* WHAT TO WORK ON
For the entries that follow, count the lines containing the string "below" and write only the number.

[Stored dataset items]
▼▼▼

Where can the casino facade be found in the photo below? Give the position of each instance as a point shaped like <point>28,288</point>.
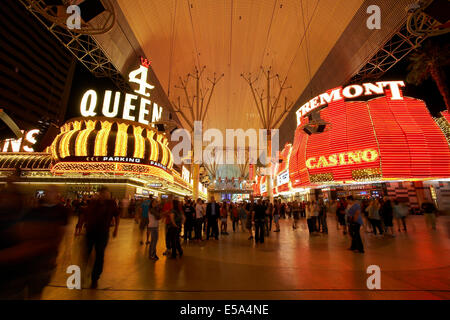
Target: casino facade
<point>128,157</point>
<point>368,148</point>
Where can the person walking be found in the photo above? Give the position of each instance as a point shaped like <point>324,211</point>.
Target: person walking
<point>212,215</point>
<point>166,210</point>
<point>199,217</point>
<point>387,212</point>
<point>188,211</point>
<point>341,211</point>
<point>323,217</point>
<point>235,216</point>
<point>153,227</point>
<point>100,214</point>
<point>400,213</point>
<point>242,215</point>
<point>276,216</point>
<point>176,221</point>
<point>373,214</point>
<point>296,214</point>
<point>268,219</point>
<point>143,223</point>
<point>355,222</point>
<point>259,214</point>
<point>224,218</point>
<point>309,217</point>
<point>429,211</point>
<point>249,212</point>
<point>315,215</point>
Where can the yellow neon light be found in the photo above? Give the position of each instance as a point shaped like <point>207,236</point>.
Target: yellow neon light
<point>81,141</point>
<point>64,143</point>
<point>101,140</point>
<point>154,152</point>
<point>121,140</point>
<point>139,142</point>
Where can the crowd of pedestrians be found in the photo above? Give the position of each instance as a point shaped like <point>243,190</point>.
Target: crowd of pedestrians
<point>38,228</point>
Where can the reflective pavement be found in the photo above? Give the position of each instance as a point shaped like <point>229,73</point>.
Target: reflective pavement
<point>289,265</point>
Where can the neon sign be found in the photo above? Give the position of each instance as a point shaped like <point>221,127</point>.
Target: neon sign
<point>20,145</point>
<point>350,92</point>
<point>342,159</point>
<point>142,114</point>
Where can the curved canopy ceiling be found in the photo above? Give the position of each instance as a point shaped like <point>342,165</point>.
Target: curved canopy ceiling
<point>232,37</point>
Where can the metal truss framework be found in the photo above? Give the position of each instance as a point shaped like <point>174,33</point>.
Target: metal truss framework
<point>395,49</point>
<point>84,48</point>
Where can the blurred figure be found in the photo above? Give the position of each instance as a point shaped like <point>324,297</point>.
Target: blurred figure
<point>199,218</point>
<point>249,212</point>
<point>323,226</point>
<point>153,227</point>
<point>144,210</point>
<point>355,222</point>
<point>176,221</point>
<point>234,216</point>
<point>100,213</point>
<point>429,211</point>
<point>166,210</point>
<point>242,216</point>
<point>189,213</point>
<point>295,213</point>
<point>373,211</point>
<point>29,243</point>
<point>224,218</point>
<point>212,215</point>
<point>387,212</point>
<point>259,212</point>
<point>400,213</point>
<point>276,215</point>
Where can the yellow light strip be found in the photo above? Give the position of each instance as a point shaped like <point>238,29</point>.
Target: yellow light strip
<point>101,140</point>
<point>121,140</point>
<point>64,143</point>
<point>81,141</point>
<point>139,142</point>
<point>154,151</point>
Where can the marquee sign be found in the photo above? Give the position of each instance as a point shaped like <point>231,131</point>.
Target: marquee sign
<point>342,159</point>
<point>350,92</point>
<point>283,178</point>
<point>389,137</point>
<point>134,107</point>
<point>20,145</point>
<point>114,159</point>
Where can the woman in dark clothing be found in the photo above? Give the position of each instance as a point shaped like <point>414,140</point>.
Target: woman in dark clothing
<point>387,213</point>
<point>176,221</point>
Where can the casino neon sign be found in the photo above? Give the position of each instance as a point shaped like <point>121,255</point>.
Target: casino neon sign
<point>342,159</point>
<point>350,92</point>
<point>88,106</point>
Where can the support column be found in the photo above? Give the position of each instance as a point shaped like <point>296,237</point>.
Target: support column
<point>269,167</point>
<point>195,180</point>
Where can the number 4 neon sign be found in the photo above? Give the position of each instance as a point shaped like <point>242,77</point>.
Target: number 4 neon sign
<point>139,76</point>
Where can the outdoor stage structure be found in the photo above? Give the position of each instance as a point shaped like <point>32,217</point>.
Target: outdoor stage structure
<point>385,145</point>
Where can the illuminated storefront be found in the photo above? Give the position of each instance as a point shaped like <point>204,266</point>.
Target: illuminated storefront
<point>369,144</point>
<point>120,149</point>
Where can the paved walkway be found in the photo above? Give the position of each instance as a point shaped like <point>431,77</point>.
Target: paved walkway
<point>289,265</point>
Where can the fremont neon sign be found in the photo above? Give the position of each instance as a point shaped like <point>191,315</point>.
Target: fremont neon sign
<point>342,159</point>
<point>142,115</point>
<point>350,92</point>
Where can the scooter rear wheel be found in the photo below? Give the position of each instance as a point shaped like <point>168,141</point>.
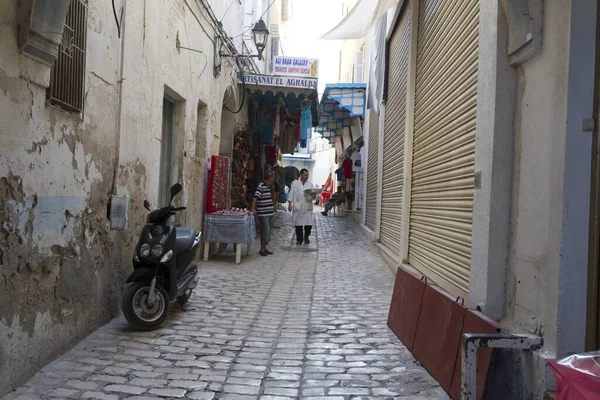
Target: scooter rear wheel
<point>137,310</point>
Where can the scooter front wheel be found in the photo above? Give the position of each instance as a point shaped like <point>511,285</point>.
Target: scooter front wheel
<point>184,298</point>
<point>138,311</point>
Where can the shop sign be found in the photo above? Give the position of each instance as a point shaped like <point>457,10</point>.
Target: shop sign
<point>280,81</point>
<point>295,66</point>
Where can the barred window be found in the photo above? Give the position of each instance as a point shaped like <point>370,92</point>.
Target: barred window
<point>67,79</point>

▲▲▲

* ANSWER TO THIS PROBLEM
2